--- START ---
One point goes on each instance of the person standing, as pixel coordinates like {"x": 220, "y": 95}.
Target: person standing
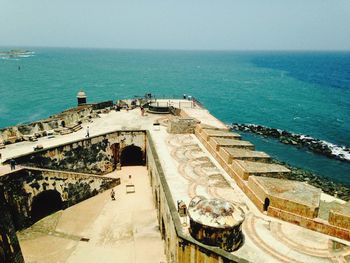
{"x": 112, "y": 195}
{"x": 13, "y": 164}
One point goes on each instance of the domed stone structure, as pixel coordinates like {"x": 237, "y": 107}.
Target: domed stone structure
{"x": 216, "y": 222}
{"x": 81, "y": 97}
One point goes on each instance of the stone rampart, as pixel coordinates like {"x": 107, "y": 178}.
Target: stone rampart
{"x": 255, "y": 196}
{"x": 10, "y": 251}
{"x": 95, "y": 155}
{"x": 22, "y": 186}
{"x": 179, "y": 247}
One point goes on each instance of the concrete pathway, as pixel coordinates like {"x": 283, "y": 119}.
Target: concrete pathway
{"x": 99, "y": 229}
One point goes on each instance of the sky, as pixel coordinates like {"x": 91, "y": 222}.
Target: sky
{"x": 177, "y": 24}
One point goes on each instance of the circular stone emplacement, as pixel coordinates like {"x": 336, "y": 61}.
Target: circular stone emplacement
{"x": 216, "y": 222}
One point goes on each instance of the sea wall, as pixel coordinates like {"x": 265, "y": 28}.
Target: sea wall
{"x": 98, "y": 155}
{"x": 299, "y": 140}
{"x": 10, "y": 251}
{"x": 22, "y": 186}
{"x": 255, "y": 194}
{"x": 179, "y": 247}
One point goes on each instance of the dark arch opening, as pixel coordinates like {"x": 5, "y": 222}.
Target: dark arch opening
--- END ---
--- START ---
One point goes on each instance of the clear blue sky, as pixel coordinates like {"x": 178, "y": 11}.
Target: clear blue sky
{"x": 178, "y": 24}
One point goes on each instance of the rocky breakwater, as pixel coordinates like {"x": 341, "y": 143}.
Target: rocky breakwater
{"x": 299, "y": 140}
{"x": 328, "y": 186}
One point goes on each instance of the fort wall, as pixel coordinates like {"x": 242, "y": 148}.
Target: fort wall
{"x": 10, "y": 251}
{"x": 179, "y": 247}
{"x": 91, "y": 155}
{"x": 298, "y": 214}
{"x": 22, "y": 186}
--- END ---
▶ **Task description**: Within the material above, find every line containing the word "dark" and copy it.

▶ **Reply**:
One point goes on each instance of the dark arch opening, as pixel coordinates like {"x": 5, "y": 222}.
Target: dark arch opening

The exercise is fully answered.